* **Problem description**
Rewrite the records from the start through the line with "[147, 265, 200, 280]", including that line and every request, and shift each bounding-box coordinate in the answers by -20.

* **Material provided**
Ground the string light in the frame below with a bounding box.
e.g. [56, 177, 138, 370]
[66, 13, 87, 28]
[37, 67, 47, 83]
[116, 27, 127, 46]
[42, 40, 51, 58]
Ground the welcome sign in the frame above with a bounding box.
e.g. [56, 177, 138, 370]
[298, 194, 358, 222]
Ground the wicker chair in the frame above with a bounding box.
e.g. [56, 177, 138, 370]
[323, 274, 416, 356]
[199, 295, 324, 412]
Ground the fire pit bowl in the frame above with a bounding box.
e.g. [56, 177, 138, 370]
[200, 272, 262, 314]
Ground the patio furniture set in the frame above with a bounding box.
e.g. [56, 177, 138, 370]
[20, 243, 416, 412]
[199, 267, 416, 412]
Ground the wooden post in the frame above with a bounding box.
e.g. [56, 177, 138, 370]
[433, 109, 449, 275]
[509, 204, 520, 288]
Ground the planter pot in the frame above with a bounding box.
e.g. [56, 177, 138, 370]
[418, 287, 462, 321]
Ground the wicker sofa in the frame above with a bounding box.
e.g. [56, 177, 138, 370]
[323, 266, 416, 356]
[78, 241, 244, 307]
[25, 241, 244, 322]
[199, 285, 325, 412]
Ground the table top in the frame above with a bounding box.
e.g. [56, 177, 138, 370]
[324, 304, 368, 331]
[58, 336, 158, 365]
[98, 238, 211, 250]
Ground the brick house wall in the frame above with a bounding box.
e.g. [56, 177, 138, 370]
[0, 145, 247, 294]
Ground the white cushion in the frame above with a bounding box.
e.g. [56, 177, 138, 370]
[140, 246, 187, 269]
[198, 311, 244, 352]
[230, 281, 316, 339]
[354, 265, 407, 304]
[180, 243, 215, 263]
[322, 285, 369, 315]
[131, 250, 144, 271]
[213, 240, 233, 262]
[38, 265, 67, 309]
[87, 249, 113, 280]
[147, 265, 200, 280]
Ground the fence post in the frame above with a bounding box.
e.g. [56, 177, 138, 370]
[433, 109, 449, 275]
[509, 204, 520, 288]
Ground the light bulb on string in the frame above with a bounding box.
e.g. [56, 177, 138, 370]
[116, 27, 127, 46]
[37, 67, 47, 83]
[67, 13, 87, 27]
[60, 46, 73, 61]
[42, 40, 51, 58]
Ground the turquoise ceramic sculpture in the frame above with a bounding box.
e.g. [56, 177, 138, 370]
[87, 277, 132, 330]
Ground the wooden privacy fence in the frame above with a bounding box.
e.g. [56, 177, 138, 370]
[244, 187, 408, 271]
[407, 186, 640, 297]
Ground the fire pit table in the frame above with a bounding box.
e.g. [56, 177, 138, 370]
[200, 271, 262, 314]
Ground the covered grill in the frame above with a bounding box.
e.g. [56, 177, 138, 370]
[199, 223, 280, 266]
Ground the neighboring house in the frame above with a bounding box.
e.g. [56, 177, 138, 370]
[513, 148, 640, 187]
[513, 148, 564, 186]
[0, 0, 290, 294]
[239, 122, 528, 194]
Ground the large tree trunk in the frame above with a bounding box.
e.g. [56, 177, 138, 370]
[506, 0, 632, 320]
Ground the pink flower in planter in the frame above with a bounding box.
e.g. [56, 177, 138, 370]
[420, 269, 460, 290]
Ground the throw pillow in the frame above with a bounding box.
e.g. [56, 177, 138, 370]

* **Problem solution**
Ground the string light in the frame below with a bounding box.
e.g. [56, 177, 138, 370]
[46, -7, 67, 8]
[17, 47, 27, 63]
[96, 7, 107, 26]
[22, 20, 31, 38]
Ground the welcome sign in the frame above with a bounding box.
e.g. [56, 177, 138, 370]
[278, 174, 338, 202]
Ground the wicker chair in the frame above with a bounding box.
e.g. [56, 177, 138, 370]
[303, 254, 396, 336]
[179, 275, 304, 392]
Ground the fire pit bowl in the frame above with a bounding box.
e.g. [56, 177, 138, 370]
[180, 252, 242, 294]
Ground the patio furniture set in the frame above with a bounding box.
e.g. [56, 177, 138, 370]
[0, 223, 396, 392]
[179, 247, 396, 392]
Ground the wooden post in the frame above with a bounding box.
e.g. [56, 177, 138, 370]
[413, 89, 429, 255]
[489, 184, 500, 268]
Ground the planter pot in the frame above with a bounding box.
e.g. [56, 177, 138, 370]
[398, 267, 442, 301]
Ground the wicker sofa in the frame above with a bounding box.
e.g. [56, 177, 138, 370]
[303, 246, 396, 336]
[58, 221, 224, 287]
[5, 221, 224, 302]
[179, 265, 305, 392]
Ground the table top in the frame above with a bounding box.
e.g. [56, 177, 138, 370]
[304, 284, 348, 311]
[38, 316, 138, 345]
[78, 218, 191, 230]
Ground the brick house wall in the frame above with a bounding box.
e.g. [56, 177, 138, 370]
[-20, 125, 227, 274]
Ground the white cushion in the frame above with a bounding box.
e.g. [56, 177, 138, 370]
[120, 226, 167, 249]
[178, 291, 224, 332]
[210, 261, 296, 319]
[334, 245, 387, 284]
[160, 223, 195, 243]
[302, 265, 349, 295]
[111, 230, 124, 251]
[193, 220, 213, 242]
[18, 245, 47, 289]
[67, 229, 93, 260]
[127, 245, 180, 260]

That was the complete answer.